Direction =>
Show every row below that contains the word "hair". Case counts.

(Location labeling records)
--

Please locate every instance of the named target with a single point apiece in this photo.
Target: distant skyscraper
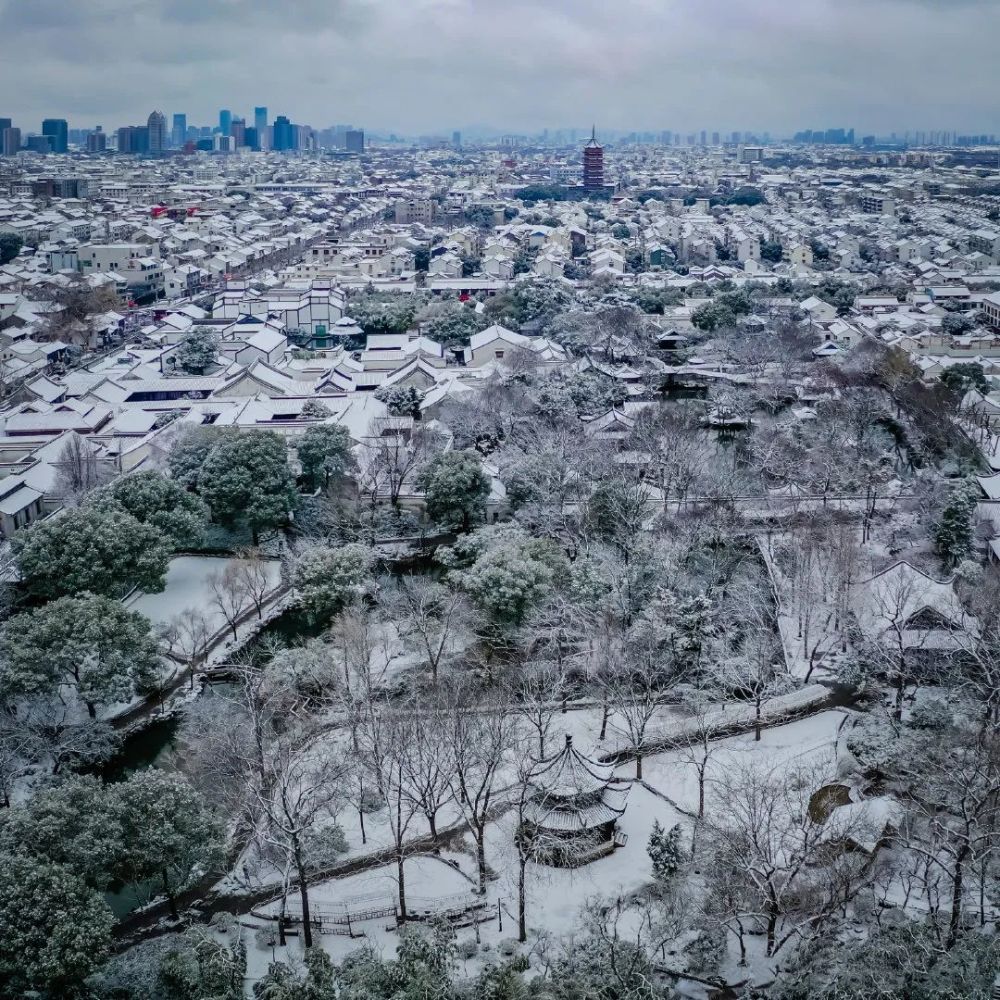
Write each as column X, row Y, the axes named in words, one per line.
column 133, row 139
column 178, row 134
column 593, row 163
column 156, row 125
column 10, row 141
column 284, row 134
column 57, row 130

--

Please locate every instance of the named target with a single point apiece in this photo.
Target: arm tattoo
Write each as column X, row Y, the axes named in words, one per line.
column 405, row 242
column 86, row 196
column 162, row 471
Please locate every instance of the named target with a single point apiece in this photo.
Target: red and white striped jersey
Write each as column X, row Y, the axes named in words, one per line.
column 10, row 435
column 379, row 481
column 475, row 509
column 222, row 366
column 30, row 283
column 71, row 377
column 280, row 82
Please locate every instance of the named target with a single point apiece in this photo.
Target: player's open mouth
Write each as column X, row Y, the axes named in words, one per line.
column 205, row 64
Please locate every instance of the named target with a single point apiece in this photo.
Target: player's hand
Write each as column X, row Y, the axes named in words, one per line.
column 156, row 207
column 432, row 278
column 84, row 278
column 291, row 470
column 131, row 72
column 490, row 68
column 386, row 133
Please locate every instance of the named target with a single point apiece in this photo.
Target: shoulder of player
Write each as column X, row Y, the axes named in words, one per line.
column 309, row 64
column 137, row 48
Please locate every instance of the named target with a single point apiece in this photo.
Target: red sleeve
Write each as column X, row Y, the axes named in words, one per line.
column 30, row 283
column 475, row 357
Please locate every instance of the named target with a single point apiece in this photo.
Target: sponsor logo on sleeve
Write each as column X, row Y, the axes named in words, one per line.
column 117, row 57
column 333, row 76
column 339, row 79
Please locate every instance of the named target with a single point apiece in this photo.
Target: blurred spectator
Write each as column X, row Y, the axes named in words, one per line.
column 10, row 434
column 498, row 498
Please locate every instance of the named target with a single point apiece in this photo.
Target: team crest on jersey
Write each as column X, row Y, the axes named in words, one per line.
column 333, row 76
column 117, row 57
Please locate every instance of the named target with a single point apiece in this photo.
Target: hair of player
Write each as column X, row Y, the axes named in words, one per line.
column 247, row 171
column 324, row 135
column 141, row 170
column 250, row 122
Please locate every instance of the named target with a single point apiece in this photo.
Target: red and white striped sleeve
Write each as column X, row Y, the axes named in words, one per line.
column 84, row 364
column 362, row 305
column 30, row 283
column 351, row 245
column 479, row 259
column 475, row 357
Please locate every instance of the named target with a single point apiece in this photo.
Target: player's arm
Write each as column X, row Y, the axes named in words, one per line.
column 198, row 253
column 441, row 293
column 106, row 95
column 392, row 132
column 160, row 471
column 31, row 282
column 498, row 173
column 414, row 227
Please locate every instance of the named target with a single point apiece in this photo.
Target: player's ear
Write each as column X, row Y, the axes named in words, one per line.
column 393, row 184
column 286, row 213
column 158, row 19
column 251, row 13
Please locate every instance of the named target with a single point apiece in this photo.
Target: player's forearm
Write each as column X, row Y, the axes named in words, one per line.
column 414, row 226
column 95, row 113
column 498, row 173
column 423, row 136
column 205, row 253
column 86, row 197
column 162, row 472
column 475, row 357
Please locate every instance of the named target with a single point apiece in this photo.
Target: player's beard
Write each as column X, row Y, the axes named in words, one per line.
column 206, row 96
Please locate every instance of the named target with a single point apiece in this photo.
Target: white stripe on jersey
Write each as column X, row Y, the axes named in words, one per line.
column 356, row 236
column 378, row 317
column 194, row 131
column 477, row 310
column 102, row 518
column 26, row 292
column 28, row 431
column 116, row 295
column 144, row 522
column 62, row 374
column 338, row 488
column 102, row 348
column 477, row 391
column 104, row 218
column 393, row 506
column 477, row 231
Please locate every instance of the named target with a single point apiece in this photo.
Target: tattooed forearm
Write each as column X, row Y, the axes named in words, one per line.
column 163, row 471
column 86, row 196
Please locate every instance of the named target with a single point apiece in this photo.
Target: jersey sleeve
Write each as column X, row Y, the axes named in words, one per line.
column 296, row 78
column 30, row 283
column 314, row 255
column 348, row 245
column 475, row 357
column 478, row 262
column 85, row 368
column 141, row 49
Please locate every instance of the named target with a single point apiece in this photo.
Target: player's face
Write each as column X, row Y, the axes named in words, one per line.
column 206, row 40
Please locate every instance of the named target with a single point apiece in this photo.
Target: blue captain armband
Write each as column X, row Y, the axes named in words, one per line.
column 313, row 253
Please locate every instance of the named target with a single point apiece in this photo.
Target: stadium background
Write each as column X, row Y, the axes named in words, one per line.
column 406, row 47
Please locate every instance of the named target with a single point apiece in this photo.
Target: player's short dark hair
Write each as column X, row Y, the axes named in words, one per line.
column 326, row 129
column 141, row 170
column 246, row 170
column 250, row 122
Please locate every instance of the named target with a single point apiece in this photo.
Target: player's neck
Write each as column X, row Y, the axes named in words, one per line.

--

Task solution =>
Target: hair of player
Target: player's short dark hair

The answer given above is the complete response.